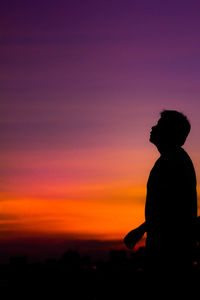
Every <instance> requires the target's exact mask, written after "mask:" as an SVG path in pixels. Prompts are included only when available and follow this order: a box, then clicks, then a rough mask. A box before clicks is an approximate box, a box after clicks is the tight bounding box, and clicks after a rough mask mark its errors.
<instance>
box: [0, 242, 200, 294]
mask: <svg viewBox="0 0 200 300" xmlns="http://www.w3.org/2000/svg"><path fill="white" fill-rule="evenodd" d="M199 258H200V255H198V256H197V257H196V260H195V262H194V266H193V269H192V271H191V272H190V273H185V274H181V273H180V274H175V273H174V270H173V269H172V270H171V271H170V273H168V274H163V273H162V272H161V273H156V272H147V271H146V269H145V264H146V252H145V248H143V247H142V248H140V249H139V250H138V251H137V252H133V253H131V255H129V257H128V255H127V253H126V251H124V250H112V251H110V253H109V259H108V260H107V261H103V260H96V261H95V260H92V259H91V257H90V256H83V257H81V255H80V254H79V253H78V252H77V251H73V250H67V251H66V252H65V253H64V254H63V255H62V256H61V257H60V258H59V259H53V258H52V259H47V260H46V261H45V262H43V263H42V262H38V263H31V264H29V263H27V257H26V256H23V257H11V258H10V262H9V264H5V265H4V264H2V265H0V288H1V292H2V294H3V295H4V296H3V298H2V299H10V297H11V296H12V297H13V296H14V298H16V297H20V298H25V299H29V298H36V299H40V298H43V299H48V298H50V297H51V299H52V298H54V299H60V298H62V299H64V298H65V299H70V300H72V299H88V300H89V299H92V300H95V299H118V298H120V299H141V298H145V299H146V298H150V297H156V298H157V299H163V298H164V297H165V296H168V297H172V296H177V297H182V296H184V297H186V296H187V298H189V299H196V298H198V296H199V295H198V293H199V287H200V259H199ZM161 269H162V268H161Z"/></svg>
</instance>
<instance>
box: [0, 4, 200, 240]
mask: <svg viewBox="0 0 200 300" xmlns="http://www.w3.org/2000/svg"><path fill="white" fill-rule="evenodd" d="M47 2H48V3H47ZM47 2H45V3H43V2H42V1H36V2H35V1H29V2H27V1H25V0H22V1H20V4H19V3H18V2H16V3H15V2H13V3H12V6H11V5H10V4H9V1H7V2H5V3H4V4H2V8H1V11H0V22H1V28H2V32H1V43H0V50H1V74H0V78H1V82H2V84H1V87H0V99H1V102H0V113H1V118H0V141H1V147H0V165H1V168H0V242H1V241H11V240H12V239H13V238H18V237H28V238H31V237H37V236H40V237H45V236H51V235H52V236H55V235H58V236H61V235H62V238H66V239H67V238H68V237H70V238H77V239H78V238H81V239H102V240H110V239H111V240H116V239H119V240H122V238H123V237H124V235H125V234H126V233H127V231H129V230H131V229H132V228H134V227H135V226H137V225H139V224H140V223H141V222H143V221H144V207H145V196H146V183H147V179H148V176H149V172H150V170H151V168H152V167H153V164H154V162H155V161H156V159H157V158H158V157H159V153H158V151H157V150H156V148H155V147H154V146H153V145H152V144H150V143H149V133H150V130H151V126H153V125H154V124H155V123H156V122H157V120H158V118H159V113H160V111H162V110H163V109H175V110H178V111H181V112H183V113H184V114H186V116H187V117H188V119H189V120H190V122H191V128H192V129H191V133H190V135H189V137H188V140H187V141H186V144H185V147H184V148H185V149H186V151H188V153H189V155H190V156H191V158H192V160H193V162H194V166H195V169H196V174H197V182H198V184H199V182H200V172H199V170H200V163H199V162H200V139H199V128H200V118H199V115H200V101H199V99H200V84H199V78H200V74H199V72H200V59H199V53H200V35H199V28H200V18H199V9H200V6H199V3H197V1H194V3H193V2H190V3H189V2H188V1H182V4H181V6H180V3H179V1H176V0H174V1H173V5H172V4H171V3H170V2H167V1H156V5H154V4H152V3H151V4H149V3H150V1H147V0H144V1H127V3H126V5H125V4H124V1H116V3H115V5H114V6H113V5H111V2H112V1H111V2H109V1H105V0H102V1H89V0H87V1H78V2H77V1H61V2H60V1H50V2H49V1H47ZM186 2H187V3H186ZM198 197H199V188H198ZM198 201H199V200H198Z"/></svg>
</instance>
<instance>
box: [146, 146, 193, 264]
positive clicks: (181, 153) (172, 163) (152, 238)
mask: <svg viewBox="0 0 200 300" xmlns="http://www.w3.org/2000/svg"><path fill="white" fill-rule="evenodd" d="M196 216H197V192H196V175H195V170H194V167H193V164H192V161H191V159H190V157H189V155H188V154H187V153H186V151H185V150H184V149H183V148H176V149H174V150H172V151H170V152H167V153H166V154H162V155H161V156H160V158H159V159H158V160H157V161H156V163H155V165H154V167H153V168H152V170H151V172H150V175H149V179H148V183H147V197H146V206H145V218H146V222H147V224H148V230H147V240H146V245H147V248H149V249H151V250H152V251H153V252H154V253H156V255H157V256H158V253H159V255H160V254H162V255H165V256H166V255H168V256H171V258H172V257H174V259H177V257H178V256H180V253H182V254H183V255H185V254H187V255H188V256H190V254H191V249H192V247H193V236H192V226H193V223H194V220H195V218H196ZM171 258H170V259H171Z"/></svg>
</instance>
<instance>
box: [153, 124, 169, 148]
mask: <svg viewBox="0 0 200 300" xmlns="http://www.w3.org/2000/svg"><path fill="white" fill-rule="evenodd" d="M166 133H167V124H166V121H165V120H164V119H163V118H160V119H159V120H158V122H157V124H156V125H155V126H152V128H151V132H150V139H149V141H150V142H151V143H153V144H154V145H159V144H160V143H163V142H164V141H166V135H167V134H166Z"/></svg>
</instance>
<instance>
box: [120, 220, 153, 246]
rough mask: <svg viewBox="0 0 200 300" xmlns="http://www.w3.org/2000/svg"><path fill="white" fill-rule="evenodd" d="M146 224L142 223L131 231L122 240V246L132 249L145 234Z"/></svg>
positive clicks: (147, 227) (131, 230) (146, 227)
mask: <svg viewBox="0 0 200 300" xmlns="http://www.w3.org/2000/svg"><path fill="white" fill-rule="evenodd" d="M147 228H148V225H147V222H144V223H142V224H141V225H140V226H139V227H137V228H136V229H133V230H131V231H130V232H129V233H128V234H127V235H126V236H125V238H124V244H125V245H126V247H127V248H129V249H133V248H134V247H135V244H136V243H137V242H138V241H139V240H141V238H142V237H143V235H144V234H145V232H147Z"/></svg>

...

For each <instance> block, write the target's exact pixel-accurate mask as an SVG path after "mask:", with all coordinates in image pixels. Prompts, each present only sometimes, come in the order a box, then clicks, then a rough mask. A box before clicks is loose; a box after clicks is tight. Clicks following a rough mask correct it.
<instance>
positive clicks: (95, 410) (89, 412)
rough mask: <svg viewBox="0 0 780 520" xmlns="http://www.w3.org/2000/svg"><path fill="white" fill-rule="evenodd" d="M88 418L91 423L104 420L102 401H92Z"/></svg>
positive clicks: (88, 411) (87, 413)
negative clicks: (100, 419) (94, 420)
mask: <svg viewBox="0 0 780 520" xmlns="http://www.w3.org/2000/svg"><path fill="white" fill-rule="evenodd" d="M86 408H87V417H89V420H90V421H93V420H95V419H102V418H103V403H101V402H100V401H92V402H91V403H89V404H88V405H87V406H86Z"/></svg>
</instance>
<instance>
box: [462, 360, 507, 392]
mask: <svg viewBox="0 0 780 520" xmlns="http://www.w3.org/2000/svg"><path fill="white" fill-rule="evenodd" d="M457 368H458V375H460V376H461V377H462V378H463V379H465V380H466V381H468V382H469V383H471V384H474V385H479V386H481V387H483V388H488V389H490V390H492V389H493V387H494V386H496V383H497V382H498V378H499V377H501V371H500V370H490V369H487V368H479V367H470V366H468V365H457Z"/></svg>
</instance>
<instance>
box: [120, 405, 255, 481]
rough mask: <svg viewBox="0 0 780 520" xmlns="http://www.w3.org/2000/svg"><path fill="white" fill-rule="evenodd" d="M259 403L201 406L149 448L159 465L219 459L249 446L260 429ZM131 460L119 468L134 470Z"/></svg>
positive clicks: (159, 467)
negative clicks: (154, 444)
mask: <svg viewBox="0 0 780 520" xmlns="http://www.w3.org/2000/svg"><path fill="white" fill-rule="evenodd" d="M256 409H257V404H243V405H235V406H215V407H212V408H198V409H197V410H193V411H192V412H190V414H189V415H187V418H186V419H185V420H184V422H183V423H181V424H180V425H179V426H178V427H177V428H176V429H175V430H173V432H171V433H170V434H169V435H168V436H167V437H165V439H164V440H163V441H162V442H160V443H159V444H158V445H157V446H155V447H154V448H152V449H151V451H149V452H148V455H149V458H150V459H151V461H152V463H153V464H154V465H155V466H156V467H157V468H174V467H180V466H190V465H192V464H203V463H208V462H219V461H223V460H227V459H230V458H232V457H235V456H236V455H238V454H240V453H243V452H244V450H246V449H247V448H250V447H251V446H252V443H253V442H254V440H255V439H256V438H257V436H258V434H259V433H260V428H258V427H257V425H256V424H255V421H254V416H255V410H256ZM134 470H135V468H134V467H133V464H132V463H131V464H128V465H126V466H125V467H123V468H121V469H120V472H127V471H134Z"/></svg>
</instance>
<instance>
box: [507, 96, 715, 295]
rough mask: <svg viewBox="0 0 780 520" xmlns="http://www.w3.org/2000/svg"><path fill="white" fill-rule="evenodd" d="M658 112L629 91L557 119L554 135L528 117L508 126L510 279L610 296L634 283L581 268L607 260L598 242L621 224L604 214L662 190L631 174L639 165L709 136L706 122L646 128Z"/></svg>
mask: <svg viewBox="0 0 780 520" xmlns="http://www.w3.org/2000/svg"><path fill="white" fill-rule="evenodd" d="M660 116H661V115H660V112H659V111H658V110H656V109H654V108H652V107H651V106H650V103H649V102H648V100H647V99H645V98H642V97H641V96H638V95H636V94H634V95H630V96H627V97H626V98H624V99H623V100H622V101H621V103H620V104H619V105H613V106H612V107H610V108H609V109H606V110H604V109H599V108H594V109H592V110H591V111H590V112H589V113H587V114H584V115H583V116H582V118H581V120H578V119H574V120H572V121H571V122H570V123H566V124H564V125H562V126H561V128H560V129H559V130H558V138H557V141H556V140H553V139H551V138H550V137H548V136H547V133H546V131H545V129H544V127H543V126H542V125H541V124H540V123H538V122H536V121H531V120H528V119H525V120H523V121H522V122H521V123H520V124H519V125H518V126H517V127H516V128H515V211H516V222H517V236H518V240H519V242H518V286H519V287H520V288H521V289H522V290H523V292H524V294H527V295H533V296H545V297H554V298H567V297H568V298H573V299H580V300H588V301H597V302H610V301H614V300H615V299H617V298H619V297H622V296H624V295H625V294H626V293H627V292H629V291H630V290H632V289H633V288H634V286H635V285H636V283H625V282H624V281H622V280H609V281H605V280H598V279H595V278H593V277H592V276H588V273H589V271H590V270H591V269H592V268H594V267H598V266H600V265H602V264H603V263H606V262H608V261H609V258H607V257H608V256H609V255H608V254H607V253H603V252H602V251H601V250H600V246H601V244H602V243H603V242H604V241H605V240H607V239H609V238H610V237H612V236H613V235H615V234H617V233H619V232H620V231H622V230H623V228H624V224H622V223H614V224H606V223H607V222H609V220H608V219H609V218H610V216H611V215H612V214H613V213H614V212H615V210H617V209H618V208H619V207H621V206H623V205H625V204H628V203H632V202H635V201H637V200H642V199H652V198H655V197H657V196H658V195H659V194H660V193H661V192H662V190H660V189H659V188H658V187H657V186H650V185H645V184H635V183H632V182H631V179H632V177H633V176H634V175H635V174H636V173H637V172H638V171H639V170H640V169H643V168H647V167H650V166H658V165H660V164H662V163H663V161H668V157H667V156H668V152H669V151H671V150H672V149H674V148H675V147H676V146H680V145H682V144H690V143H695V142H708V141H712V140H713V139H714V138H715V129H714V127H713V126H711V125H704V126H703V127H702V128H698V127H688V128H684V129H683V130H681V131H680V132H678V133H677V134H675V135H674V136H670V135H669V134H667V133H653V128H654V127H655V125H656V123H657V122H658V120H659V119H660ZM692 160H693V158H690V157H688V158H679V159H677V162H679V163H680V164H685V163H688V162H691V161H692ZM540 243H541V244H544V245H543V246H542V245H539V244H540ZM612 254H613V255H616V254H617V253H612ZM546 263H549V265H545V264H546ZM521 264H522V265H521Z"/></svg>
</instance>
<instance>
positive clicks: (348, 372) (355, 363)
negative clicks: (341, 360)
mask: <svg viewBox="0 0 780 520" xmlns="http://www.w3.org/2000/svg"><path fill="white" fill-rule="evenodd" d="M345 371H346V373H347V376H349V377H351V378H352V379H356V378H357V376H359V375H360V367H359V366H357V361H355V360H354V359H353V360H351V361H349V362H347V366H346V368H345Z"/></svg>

...

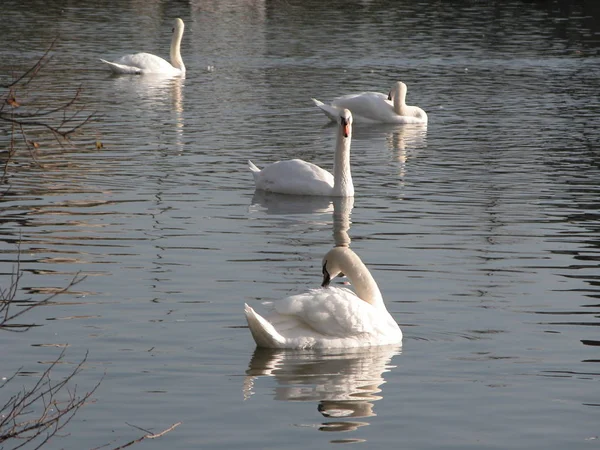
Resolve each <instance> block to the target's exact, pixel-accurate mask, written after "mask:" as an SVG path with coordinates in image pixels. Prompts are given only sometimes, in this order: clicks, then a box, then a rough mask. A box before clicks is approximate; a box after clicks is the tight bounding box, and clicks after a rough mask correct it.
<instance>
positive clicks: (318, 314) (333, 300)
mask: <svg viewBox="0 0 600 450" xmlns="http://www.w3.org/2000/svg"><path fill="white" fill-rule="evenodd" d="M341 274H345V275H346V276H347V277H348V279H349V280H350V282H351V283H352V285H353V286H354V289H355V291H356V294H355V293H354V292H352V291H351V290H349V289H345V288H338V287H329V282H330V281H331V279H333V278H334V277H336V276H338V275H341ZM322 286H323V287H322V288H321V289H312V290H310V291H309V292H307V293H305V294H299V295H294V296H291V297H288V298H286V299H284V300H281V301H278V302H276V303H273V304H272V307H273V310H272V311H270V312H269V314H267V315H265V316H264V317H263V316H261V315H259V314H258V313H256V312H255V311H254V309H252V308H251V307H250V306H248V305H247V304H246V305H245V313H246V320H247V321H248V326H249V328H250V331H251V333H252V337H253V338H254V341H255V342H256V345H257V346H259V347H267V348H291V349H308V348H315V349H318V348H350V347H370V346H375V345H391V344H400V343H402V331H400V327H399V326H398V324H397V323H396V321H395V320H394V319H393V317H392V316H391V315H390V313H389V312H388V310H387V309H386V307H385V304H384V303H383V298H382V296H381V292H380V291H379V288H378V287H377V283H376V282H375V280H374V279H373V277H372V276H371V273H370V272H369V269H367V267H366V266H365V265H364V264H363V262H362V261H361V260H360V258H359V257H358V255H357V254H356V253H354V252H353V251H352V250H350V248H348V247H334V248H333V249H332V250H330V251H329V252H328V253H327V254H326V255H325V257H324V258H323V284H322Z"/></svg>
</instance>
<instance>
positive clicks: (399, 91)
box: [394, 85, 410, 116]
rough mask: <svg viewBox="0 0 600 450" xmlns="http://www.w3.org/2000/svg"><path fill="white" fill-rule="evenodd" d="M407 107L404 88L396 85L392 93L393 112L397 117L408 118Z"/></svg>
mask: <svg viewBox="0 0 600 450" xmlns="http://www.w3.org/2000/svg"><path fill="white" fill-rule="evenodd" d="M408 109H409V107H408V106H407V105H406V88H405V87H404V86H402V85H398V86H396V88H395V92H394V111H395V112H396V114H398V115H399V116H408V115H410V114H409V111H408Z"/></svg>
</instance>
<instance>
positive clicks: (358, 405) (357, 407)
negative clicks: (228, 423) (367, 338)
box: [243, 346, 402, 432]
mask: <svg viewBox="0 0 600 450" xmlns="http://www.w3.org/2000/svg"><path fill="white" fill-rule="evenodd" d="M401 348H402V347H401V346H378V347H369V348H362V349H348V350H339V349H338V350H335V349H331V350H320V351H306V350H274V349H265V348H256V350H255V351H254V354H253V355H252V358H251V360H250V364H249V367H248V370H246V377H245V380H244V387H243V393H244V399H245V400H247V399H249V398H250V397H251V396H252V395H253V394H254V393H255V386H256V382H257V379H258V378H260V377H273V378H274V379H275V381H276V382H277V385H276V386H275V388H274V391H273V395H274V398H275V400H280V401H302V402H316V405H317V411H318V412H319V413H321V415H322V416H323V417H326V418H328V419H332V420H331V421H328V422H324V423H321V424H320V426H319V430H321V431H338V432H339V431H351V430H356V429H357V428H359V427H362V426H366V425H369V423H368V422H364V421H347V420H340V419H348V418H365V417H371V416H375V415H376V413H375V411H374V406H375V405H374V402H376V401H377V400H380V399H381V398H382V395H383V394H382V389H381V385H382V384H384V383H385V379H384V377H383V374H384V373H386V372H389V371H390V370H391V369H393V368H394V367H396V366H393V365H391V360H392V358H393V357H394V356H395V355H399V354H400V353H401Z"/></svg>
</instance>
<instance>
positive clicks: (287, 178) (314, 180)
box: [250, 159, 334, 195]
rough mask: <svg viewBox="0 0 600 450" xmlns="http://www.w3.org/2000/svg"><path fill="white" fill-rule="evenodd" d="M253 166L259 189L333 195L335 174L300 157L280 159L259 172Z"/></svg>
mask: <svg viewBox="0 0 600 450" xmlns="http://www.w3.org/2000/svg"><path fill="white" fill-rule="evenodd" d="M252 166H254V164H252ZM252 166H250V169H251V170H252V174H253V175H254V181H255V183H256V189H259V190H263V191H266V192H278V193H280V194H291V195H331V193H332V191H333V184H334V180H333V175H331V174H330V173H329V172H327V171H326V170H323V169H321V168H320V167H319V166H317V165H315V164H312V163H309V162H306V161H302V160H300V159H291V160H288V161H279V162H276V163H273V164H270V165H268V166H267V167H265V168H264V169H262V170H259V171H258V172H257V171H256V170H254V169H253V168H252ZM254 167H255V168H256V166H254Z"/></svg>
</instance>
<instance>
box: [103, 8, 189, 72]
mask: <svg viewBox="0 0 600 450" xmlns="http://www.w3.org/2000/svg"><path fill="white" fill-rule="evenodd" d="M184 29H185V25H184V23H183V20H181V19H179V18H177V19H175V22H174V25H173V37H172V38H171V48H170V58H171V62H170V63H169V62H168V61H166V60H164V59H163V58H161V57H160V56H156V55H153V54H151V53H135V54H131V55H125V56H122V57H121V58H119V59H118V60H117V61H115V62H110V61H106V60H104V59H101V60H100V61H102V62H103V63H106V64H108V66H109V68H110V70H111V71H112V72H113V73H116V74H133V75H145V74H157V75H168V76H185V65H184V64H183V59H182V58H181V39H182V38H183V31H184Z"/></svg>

- Brief: Your reply must be one number, namely the count of lines above that hold the string "each".

- Solved exercise: 2